## What you have to do
Transcribe every entry that follows, word for word, and omit the images.

## Natural language region descriptions
::::::::

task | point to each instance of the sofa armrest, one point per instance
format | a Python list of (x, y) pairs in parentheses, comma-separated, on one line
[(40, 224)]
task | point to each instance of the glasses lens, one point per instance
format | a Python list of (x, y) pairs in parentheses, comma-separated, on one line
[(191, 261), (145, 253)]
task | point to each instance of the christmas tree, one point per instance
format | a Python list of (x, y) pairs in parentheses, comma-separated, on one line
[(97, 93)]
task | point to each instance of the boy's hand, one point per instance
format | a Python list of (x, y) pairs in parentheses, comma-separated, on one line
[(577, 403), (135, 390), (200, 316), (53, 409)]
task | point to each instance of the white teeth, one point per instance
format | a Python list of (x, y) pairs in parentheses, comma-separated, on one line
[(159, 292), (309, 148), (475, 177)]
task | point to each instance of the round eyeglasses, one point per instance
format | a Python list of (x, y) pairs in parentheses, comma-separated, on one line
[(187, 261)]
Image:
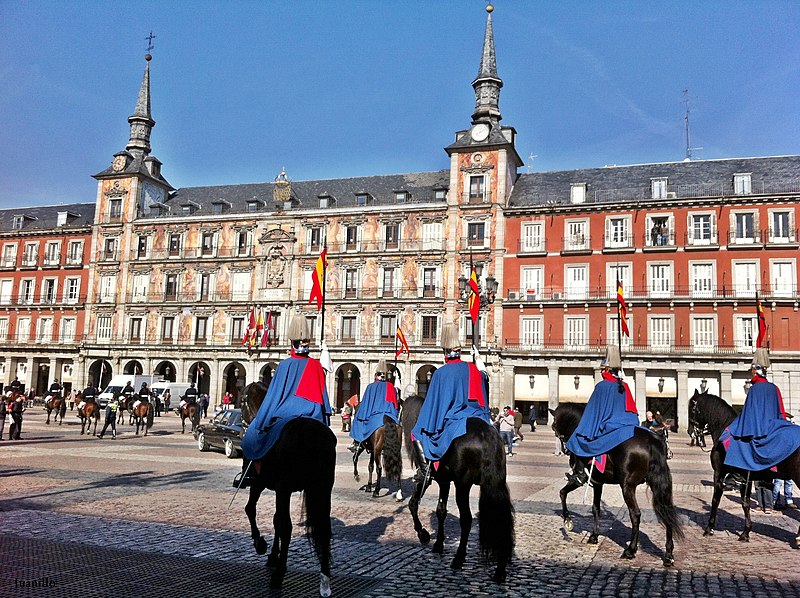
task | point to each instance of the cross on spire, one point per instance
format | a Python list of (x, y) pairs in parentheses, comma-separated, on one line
[(150, 39)]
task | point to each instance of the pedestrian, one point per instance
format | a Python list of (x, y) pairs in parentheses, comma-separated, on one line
[(16, 420), (506, 421), (764, 496), (3, 411), (111, 417), (517, 415), (532, 417)]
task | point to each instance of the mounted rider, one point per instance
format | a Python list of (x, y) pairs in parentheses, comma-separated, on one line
[(380, 399), (761, 436), (458, 391), (297, 390), (610, 418)]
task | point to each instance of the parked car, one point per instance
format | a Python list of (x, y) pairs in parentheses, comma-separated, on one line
[(223, 431)]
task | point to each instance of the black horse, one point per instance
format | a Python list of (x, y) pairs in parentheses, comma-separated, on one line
[(710, 410), (384, 447), (303, 460), (640, 459), (477, 458)]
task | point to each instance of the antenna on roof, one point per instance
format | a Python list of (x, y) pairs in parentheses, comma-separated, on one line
[(689, 148)]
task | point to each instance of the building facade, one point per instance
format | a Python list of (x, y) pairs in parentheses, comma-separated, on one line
[(173, 276)]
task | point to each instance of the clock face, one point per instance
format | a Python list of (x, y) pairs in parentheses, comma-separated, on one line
[(480, 132)]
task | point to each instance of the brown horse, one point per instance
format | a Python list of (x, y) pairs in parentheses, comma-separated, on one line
[(191, 412), (143, 416), (57, 404), (383, 446), (90, 411)]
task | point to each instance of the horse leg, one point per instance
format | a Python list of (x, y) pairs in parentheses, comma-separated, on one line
[(597, 494), (568, 523), (465, 519), (629, 494), (283, 529), (748, 524), (256, 489), (441, 514)]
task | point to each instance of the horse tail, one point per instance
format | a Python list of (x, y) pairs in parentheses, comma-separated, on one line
[(659, 478), (318, 487), (496, 513), (408, 419), (392, 457)]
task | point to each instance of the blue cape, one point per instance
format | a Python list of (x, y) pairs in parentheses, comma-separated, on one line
[(760, 437), (605, 423), (280, 406), (373, 407), (447, 406)]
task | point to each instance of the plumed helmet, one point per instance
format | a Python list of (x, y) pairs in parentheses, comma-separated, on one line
[(761, 358), (450, 336), (612, 358), (298, 329)]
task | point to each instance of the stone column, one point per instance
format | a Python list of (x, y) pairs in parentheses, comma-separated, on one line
[(683, 399)]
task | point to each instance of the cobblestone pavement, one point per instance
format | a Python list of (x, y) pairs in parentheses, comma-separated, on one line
[(149, 516)]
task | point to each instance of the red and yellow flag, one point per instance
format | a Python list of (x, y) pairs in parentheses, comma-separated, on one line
[(474, 297), (401, 338), (622, 309), (318, 279)]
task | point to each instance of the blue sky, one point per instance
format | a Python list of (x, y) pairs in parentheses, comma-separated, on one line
[(334, 88)]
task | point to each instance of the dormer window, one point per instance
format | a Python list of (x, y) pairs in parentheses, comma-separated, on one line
[(577, 193), (742, 183), (658, 188)]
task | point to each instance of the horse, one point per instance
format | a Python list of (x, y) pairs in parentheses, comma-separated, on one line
[(303, 460), (58, 404), (640, 459), (143, 416), (89, 411), (711, 410), (191, 412), (477, 458), (383, 446)]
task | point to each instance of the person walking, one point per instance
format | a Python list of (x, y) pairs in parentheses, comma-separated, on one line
[(111, 417)]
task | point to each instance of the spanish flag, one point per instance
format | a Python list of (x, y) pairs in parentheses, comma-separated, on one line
[(622, 309), (318, 279)]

::::::::

## Task response
task | point to each instance of the sofa armrest, one point per instance
format | a Python list of (x, y) pairs in parentheses, comma-separated, on one line
[(40, 224)]
task | point to each instance of the glasses lens, one point per instance
format | a Python list of (x, y) pairs in parentheses, comma-separated, on one line
[(191, 261), (145, 253)]
task | point to each instance of the christmas tree, one point per instance
format | a Python list of (x, y) pairs in parentheses, comma-separated, on one line
[(97, 93)]
task | point to each instance of the boy's hand, one point per instance
format | a Python list of (x, y) pairs in parentheses, comma-separated, on one line
[(577, 403), (135, 390), (200, 316), (53, 409)]
task | point to each instance of the white teeth, one point per instance
format | a Python list of (x, y) pairs in parentheses, comma-separated, on one line
[(159, 292), (309, 148), (475, 177)]
task | point to each instance of the round eyeglasses, one point per instance
format | a Python list of (x, y) pairs in parentheses, comma-separated, on one line
[(187, 261)]
Image:
task | point to each instance of the cross on spire, one point per instance
format | a Python list of (x, y) pairs in parentheses, comma-separated, on one line
[(150, 39)]
task | point to each instance of the pedestrian, one point per instance
format | a Python list of (x, y) pairs in parentheses, comma-separated, on one line
[(16, 420), (506, 421), (764, 496), (3, 411), (111, 417), (517, 415), (532, 417)]
task | point to each instance of the mounted rider, one point per instance
format | a Python list of (x, y) pairs in parentheses, comma-separated, on one line
[(380, 399), (761, 436), (458, 391), (297, 390), (610, 418)]
task | point to each instance of the parked car, one point per instance
format | a Python list of (x, y) pairs in parentheses, comma-separated, on one line
[(223, 431)]
task | point to each instance of the black horse, one point per instance
format | a Python list of (x, y) pairs in parentheses, comma-separated, on one line
[(710, 410), (384, 447), (303, 460), (640, 459), (477, 458)]
task | point to each instance of the antenna on roof, one point per instance
format | a Python list of (x, y) pairs in parentheses, comma-separated, on one line
[(689, 148)]
task | point to each instance of the building facade, one point per instance
format | a Python list of (x, y) pairs in parentheses, comma-separated, on one line
[(173, 276)]
task | point to each instance of the clock face, one point per instance
format | a Python list of (x, y) pairs in parentheses, comma-separated, on one line
[(480, 132)]
task | point to each instance of the brown horse, one point per instance
format | a Python list of (x, y) pairs in parentheses, comma-separated, on one line
[(191, 412), (143, 416), (57, 404), (383, 446), (90, 411)]
task | point to each instance of the horse leg, one point per instance
format | a Python list of (x, y) pairs in parentheses, comma-separated, on one line
[(597, 494), (568, 523), (465, 519), (629, 494), (283, 529), (748, 524), (256, 489), (441, 514)]
task | point to each instance of the horse tail, one point per instance
format | a Python list of (x, y) pairs in parentheses, comma-separated, on one line
[(659, 478), (318, 487), (496, 513), (408, 419), (392, 457)]
task | point to each instance of the blue cape, one point per instance
format | a Python list of (x, y) pairs in parentheses, comma-separated, on one line
[(760, 437), (605, 423), (280, 406), (373, 407), (447, 406)]
task | point to each instance of the plumed helmet, one point per instance
format | a Python list of (x, y) pairs in parentheses, comma-separated, on one line
[(761, 358), (450, 336), (612, 358), (298, 329)]
task | point to each instance of the stone column, one point per instance
format | a Python list of (x, y) pairs in parentheses, comma-separated, on one line
[(683, 399)]
task | point to each instance of the cobblestone pavement, one point per instance
format | a Python list of (x, y) pairs in parentheses, comma-separated, on one line
[(149, 516)]
task | point to each instance of the red and yellow flag, one point per instance
format | a Python list of (x, y) pairs in parentheses, comma-separated, on one line
[(474, 297), (401, 338), (622, 309), (318, 279)]
task | point to each instance of the blue sky, one point per instance
format | a Python list of (x, y) pairs in parentheses, comma-separated, on one line
[(334, 88)]
task | point to each instance of the dormer window, one point per instance
format | a Python list of (x, y) pairs in parentheses, comma-separated, on one line
[(577, 193), (742, 183), (658, 188)]
task | point to each instance of the horse, one point per instance
format | a Python list of (x, y) pairs in parentheses, comma-separated, on one line
[(303, 460), (58, 404), (640, 459), (143, 416), (89, 411), (711, 410), (191, 412), (477, 458), (383, 446)]
task | point to each instance of the person walking, one point per instance
format | a Python list of (x, y) pairs in parentheses, comma-separated, on one line
[(111, 417)]
task | point to each instance of the spanish flag, one point per instance
format | a Python list of (x, y) pairs in parentheses, comma-separated, on one line
[(622, 309), (318, 279)]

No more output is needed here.